== PROVIDED RECORDS

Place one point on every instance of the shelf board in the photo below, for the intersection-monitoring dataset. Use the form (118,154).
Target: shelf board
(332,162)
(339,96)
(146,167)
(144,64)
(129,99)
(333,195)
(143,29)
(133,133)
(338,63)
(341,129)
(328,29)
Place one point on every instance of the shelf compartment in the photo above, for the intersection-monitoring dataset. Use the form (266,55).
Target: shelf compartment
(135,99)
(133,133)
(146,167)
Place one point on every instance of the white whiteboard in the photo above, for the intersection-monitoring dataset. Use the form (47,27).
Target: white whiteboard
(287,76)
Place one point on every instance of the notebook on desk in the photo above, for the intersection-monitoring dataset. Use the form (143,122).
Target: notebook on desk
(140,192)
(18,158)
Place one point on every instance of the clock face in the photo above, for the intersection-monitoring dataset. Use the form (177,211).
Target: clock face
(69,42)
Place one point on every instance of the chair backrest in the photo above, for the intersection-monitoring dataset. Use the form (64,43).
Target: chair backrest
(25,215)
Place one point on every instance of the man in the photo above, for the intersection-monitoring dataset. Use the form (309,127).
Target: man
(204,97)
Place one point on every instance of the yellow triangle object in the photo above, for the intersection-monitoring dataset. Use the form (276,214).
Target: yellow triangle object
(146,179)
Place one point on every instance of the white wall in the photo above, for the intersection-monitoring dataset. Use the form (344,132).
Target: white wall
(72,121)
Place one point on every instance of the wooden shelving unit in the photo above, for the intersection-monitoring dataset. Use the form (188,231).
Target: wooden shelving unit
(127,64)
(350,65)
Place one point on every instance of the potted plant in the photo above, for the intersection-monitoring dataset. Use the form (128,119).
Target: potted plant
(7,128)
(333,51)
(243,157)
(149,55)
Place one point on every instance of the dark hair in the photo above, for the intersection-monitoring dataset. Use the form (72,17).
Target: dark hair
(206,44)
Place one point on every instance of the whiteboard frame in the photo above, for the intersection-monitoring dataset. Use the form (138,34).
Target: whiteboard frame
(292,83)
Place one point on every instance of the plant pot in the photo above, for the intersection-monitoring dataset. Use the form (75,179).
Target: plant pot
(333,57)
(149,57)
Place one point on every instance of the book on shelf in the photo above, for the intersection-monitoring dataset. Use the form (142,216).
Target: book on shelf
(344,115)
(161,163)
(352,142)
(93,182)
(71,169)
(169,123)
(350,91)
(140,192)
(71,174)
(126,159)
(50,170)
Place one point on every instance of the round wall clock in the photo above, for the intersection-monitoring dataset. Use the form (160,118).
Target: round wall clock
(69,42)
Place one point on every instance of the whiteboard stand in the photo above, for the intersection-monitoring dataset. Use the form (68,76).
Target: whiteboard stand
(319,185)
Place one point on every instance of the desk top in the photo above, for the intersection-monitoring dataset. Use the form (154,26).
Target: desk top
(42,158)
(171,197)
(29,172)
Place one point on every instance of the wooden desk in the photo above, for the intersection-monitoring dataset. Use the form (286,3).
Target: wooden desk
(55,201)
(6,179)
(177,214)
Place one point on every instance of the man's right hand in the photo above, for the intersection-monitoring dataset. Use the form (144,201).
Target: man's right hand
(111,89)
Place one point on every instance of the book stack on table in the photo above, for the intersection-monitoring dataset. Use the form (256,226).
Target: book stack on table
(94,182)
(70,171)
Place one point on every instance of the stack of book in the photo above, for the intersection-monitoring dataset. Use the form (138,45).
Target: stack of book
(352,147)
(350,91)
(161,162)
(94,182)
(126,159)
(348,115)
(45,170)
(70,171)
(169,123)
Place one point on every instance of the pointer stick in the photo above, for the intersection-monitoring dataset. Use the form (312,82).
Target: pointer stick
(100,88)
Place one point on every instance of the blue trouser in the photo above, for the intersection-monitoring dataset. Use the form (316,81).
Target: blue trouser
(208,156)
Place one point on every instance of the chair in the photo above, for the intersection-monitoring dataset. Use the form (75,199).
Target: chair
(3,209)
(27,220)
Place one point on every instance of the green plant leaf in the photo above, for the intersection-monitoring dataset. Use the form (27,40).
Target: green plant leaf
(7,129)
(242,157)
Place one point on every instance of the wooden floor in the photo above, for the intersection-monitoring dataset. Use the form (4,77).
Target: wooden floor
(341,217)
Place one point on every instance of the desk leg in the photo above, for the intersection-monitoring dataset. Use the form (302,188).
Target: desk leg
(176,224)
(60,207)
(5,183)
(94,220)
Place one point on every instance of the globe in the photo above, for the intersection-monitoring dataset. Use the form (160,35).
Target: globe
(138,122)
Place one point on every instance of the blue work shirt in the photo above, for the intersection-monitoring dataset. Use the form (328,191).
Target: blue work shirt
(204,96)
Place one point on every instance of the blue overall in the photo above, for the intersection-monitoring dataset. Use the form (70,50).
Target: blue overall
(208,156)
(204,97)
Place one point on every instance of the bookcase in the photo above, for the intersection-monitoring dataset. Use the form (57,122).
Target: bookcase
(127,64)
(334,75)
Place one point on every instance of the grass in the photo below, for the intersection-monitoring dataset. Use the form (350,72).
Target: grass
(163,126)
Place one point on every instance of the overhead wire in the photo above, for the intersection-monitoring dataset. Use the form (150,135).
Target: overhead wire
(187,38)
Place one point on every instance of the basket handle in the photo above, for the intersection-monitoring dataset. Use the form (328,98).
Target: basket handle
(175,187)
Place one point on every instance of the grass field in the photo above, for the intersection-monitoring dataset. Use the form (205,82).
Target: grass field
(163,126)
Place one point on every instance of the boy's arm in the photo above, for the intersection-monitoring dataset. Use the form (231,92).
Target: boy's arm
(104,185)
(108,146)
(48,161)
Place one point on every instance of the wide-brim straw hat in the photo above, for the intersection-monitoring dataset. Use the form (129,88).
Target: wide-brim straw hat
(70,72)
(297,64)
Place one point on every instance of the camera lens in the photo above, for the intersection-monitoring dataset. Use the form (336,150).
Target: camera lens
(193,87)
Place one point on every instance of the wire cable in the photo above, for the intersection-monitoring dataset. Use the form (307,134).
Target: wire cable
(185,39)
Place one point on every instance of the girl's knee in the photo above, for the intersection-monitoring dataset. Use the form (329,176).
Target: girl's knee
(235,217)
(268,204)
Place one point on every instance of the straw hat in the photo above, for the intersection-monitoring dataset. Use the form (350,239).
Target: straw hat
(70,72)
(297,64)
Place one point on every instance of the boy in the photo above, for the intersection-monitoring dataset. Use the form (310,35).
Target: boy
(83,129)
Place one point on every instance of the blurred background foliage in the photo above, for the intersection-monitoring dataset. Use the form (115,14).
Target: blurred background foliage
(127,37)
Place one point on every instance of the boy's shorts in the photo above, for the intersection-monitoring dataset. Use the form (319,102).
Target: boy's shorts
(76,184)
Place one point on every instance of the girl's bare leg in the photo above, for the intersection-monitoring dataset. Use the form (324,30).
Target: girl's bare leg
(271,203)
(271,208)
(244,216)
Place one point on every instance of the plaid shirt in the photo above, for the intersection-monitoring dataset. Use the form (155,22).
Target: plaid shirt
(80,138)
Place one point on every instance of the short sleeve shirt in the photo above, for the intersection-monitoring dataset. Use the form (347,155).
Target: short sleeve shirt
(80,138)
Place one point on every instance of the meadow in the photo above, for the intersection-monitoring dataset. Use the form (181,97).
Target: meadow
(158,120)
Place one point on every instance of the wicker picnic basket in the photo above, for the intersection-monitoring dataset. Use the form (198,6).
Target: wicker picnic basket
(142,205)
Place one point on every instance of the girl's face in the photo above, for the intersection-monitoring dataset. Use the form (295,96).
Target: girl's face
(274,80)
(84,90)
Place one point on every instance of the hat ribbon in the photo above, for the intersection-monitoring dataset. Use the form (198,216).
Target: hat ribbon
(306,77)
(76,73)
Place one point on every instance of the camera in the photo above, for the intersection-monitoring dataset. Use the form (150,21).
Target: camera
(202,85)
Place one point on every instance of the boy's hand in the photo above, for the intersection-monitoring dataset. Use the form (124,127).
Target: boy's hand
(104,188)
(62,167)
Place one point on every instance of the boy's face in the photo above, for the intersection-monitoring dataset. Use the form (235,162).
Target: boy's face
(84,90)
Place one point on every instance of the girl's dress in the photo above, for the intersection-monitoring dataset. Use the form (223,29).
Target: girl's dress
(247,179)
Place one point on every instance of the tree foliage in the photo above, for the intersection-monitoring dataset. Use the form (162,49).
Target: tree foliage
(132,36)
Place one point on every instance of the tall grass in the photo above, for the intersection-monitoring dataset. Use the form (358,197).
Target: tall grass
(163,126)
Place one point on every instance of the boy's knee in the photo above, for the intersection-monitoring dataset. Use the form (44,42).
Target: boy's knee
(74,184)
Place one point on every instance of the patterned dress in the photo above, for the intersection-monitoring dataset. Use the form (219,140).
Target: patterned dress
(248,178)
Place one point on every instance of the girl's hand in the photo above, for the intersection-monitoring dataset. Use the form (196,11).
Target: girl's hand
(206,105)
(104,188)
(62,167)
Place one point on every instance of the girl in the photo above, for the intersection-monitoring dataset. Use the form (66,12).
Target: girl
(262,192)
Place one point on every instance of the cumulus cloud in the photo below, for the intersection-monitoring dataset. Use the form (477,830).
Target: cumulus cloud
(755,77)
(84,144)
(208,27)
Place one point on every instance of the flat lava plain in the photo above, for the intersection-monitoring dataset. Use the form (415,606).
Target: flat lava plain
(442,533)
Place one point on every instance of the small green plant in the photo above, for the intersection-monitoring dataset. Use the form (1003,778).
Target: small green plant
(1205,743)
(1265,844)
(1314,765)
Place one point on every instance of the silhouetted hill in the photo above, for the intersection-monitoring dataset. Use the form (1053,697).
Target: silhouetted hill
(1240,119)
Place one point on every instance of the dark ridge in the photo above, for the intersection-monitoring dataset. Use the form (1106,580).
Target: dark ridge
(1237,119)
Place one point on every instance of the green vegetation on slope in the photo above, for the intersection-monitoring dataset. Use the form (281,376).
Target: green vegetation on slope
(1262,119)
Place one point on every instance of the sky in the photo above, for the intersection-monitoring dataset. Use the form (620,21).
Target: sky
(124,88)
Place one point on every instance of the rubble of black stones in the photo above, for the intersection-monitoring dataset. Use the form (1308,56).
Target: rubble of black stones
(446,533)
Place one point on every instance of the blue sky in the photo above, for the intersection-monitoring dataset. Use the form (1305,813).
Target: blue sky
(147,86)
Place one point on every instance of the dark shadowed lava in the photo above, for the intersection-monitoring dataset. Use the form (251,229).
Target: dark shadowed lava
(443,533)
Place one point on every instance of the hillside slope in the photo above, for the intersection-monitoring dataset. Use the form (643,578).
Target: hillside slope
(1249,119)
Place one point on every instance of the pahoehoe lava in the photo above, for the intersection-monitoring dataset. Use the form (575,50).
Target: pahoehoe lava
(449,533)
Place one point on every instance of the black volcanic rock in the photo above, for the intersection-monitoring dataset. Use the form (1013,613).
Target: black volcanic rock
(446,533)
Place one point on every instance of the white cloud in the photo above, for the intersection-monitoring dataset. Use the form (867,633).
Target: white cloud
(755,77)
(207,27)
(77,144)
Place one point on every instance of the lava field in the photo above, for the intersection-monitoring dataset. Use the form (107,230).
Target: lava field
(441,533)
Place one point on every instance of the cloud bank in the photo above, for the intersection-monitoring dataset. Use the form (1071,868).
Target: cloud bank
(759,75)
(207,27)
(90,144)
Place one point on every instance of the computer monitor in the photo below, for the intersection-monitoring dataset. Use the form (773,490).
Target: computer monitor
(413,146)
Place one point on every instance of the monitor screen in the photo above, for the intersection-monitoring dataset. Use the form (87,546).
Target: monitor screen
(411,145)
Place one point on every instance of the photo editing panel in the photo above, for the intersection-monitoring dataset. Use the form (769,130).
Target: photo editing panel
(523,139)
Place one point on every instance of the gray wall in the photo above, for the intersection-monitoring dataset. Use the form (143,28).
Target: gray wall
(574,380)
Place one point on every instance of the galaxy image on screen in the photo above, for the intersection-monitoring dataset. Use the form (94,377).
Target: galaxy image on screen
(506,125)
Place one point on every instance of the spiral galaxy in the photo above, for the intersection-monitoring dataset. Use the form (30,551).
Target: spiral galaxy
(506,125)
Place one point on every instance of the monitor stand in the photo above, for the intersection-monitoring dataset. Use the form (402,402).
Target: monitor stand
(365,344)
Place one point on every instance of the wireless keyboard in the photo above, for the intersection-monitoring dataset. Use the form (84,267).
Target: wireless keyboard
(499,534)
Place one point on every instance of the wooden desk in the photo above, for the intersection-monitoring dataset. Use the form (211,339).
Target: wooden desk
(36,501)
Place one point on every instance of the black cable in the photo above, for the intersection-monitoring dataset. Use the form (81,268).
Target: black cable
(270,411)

====

**DIRECTIONS**
Locate the line with "Place one point on every instance of the computer" in the entries above; extract it and every line after it, verbatim.

**REPLY TO THE EXERCISE**
Place one point on every instance of the computer monitor in the photo below, for the intersection-monitoring dataset. Use the form (773,490).
Target: computer monitor
(413,146)
Place one point on every instance of the monitor screen in the photo above, for the intersection-monitoring dataset. Use the form (87,546).
Target: monitor screen
(411,145)
Place one point on every instance of the photo editing panel in the photo above, for the intersection-monitoring dataset. Use the form (769,130).
Target: photo editing panel
(523,139)
Place one point on every instance of the gray wall in the photo above, for the intersection-monitoring dataset. Use the form (143,28).
Target: gray wall
(574,380)
Place one point on every instance of the galaxy image on screen in the photo above, for the intersection-monitoring dataset. Use the form (94,377).
Target: galaxy image on screen
(506,125)
Place one point on every instance of the spiral galaxy in the photo above, for the intersection-monitoring dataset. Use the form (30,551).
Target: spiral galaxy
(506,125)
Place one point on every instance of the monitor stand in the photo above, for the intersection-monitoring dataset. Use the form (402,402).
Target: monitor stand
(365,344)
Place one point on every instance of the wireless keyboard in the photo above, for the intersection-monitoring dataset. Use the form (84,267).
Target: wireless keyboard
(499,534)
Place one point on every instance of the wooden desk in the photo above, for the intersection-monitoring dataset. Use the form (211,339).
Target: wooden desk
(36,501)
Place one point on every instance of the black cable in the photo above, for the intersection-monitoring dataset. Use the form (81,268).
Target: black cable
(270,411)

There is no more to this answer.